The researchers found that more comprehensive smoke-free laws correlated with significantly lower rates of hospital admissions or death for coronary events (relative risk [RR]= 0.84; 95% CI: 0.81-0.88), other heart disease (RR=0.61; 95% CI: 0.44-0.84), cerebrovascular accidents (RR=0.84; 95% CI: 0.75-0.93) and respiratory disease (RR=0.76; 95% CI: 0.68-0.84).

Specific medical conditions for which anti-smoking laws reduced hospitalization risk included: acute MI, acute coronary syndrome, ischemic heart disease, angina, coronary heart disease, sudden cardiac death, stroke, asthma, and lung infection.

The laws did not significantly reduce hospitalizations or death for transient ischemic attack, chronic obstructive pulmonary disease, or spontaneous pneumothorax.

Longer follow-up after comprehensive laws were enacted was not associated with a change in disease outcomes for which researchers had data; however, the more comprehensive a law was, the greater the effects were on reducing hospitalizations for smoking-related disease.

Records from a dataset

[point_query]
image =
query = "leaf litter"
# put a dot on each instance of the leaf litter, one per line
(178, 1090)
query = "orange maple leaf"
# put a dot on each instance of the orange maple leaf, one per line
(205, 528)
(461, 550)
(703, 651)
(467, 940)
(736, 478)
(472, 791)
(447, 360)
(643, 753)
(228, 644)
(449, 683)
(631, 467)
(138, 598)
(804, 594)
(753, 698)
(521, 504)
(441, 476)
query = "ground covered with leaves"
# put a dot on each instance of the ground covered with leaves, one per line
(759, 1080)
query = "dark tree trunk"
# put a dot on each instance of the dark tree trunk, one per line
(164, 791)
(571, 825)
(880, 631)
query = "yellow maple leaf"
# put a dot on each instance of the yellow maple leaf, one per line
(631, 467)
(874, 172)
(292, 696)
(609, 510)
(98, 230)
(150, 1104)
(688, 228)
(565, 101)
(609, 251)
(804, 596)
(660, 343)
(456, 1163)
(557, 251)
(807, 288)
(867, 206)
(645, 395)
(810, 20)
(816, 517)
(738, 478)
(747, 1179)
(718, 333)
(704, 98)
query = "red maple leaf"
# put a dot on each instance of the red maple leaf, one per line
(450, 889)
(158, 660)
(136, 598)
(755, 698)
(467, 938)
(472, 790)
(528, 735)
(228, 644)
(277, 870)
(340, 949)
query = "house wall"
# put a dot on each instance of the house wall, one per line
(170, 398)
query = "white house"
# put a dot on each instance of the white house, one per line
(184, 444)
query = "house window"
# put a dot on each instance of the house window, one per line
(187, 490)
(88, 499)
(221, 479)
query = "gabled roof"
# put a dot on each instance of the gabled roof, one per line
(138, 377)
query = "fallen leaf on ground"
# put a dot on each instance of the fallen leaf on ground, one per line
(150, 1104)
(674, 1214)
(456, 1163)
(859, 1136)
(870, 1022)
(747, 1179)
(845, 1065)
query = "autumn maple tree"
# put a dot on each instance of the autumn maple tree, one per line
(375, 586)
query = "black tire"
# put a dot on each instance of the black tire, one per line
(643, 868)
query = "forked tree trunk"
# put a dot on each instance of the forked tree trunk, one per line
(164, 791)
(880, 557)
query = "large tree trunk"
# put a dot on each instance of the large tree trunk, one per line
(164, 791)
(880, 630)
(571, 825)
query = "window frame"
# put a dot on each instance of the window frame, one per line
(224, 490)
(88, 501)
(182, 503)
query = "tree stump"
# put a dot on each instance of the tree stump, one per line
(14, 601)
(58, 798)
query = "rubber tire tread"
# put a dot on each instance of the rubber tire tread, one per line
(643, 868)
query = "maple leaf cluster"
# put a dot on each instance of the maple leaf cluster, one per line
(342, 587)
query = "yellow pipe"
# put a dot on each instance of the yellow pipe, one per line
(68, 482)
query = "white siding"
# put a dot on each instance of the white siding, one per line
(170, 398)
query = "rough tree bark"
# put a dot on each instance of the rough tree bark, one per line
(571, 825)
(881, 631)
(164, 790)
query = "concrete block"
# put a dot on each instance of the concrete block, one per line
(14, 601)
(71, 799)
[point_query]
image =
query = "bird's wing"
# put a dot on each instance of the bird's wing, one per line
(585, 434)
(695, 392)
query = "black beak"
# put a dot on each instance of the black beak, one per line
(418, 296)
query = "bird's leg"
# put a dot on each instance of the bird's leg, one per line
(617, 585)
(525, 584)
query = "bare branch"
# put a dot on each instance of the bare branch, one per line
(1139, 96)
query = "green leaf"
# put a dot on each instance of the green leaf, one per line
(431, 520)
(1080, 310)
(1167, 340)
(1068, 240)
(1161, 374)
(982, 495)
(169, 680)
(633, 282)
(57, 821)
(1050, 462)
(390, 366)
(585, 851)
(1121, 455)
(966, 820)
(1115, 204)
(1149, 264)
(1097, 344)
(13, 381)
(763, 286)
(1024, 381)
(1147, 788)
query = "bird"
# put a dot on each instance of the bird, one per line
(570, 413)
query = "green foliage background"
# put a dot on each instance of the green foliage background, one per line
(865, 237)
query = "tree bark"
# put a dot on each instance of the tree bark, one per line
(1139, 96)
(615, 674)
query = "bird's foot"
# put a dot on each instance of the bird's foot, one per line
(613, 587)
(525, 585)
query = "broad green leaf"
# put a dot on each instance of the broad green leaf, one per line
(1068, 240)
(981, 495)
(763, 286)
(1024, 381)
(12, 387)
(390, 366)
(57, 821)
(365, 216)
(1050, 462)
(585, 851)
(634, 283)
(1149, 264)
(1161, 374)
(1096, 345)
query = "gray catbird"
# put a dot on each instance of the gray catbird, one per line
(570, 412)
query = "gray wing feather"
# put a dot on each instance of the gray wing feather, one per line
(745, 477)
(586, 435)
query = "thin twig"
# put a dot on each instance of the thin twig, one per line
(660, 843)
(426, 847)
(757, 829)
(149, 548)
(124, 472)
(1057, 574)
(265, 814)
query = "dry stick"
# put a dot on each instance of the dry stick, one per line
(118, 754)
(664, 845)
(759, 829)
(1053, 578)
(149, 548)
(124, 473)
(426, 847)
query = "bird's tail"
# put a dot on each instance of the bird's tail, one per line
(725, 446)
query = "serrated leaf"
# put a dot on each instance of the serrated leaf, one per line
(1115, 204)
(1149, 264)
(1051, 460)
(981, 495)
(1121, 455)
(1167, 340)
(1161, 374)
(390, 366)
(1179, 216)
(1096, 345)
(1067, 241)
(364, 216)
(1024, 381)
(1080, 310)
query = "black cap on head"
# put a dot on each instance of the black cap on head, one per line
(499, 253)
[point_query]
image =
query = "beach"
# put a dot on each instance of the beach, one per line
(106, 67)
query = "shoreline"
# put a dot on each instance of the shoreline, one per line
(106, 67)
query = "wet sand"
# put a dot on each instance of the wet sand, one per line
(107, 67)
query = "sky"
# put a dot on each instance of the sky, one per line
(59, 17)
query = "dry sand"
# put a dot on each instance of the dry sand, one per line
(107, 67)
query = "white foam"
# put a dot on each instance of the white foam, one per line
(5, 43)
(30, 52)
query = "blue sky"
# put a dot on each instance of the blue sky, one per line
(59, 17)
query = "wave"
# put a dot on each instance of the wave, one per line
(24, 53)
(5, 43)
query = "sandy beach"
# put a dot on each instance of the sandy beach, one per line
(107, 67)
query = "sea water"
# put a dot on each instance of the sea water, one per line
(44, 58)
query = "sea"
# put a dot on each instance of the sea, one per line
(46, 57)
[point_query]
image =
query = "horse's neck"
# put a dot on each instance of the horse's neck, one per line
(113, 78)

▸ QUESTIONS:
#1 In the passage on smoke-free laws, which conditions did the laws not significantly reduce hospitalizations or death for?
#2 Extend the passage on smoke-free laws with a paragraph that picks up after its final sentence.
The material has no connection to the passage on smoke-free laws.

▸ ANSWERS TO THE TASKS:
#1 Transient ischemic attack, chronic obstructive pulmonary disease, and spontaneous pneumothorax.

#2
“This study provides evidence that smoke-free laws are followed by fewer hospitalizations and lower health care expenditures for a wide range of diseases and that comprehensive laws ending smoking in workplaces, restaurants, and bars are associated with greater effects,” the researchers wrote. “The general public, public health professionals, and policy makers should consider these positive associations as they develop smoke-free legislation and decide whether or not to include exceptions to these laws.”

Refernces

  1. Glantz SA, Tan CE. Circulation 2012; doi: 10.1161/CIRCULATIONAHA.112.121301.